[BEGIN]

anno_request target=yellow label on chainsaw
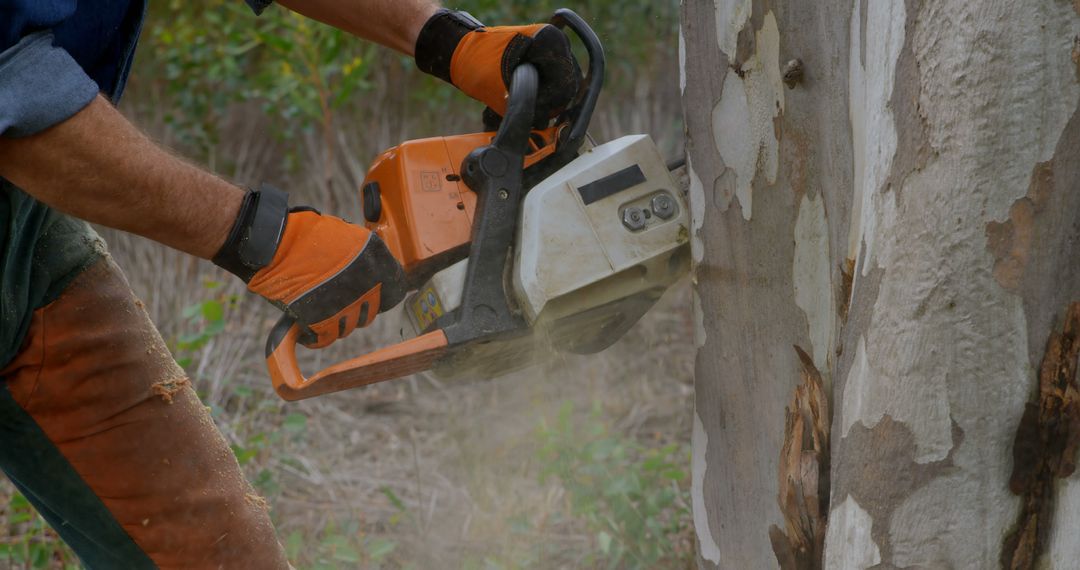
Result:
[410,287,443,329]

[END]
[BEGIN]

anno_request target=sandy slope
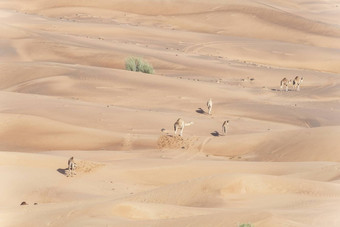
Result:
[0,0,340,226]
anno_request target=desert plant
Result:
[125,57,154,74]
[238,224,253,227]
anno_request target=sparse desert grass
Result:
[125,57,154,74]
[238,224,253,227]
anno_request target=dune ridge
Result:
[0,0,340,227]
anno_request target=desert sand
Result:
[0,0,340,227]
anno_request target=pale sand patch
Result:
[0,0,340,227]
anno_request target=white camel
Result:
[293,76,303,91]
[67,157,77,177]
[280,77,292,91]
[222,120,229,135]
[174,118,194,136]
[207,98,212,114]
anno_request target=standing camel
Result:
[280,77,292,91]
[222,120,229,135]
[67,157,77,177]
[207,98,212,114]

[END]

* **Set task**: Retype the listing from the line containing "anno_request target=yellow label on chainsaw" up to and including the line containing "[410,287,443,329]", omitting the pictures.

* **Exercise response**:
anno_request target=yellow label on chainsaw
Result:
[410,287,443,329]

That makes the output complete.